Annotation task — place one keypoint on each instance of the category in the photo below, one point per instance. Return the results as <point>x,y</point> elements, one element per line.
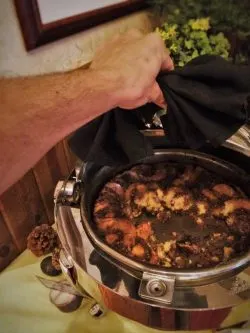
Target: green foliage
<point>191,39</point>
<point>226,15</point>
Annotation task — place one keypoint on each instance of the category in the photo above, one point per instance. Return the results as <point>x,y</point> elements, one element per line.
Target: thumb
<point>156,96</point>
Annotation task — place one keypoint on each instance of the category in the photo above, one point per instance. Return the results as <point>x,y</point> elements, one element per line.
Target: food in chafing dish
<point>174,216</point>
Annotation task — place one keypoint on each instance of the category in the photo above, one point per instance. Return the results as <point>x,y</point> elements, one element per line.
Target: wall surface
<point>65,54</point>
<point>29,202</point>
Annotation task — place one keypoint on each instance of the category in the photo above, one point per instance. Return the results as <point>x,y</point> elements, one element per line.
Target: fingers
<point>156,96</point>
######
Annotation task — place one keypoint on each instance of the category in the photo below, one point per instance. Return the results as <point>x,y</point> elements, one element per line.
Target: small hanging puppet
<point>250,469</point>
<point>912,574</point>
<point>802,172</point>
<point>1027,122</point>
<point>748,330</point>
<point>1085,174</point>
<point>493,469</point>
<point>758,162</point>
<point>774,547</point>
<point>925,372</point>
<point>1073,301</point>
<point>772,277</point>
######
## Work to do
Count how many lines of the data contain the string "Target" with matching case, and reply with only that number.

## Full solution
6